§ **Instruction**
Identify every line in the records below that contains the string "black", treating uppercase and lowercase letters as distinct, and copy each such line.

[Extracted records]
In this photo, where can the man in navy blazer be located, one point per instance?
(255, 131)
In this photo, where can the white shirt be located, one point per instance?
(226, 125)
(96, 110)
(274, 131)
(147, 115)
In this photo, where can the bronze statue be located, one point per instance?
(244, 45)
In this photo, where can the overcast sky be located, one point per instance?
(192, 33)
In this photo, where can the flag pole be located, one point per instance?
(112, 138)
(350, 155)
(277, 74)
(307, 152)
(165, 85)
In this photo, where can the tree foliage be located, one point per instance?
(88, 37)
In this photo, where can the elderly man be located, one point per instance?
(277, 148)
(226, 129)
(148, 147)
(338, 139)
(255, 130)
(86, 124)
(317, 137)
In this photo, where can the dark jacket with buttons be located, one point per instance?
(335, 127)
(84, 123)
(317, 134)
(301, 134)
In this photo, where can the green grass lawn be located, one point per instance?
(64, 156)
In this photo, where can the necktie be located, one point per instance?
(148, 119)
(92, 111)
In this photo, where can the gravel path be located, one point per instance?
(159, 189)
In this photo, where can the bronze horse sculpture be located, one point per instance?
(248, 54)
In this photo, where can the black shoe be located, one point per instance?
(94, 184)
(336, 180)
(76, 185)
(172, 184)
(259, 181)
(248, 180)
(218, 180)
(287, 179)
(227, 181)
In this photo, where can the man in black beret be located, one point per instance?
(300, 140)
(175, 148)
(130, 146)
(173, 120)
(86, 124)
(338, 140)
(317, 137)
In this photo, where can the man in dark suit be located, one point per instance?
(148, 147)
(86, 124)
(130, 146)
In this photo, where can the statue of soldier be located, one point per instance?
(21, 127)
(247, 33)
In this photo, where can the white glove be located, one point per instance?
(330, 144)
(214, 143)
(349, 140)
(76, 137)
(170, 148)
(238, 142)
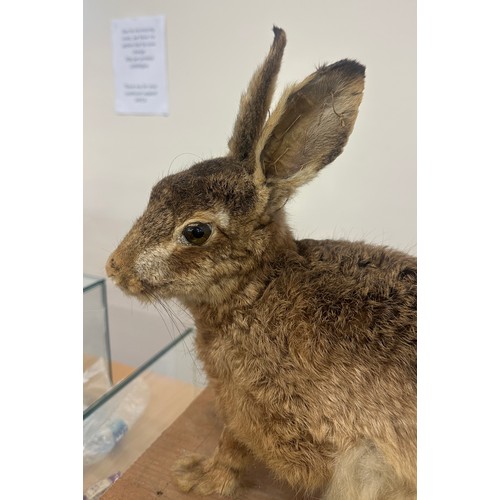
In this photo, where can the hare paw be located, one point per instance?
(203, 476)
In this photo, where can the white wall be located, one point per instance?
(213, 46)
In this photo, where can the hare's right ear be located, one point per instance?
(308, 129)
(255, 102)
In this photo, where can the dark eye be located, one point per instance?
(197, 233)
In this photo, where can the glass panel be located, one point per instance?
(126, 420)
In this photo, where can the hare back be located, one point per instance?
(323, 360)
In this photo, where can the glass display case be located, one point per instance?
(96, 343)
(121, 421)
* * *
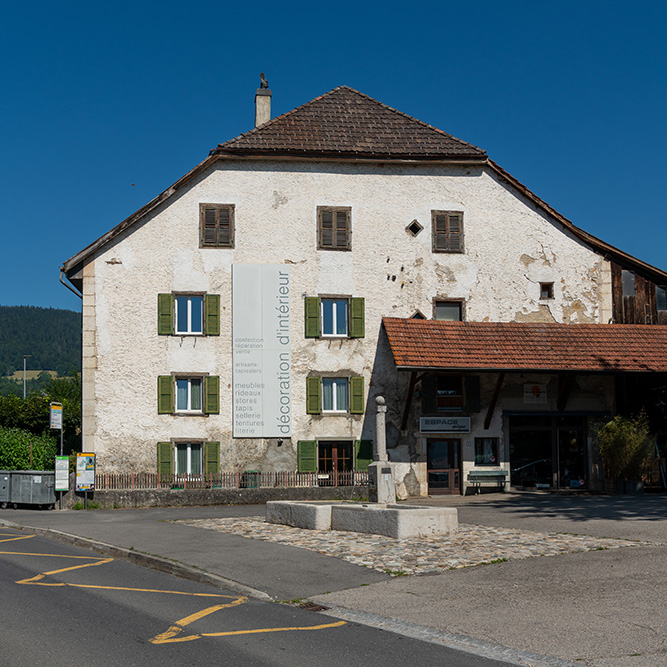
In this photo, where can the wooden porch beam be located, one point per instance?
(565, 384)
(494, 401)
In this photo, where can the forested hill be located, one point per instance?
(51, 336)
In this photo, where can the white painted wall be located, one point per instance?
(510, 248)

§ **The answer**
In this photo, where can the black shoe be located, one point per instance?
In this photo, where can the man in black beret be located, one point per instance?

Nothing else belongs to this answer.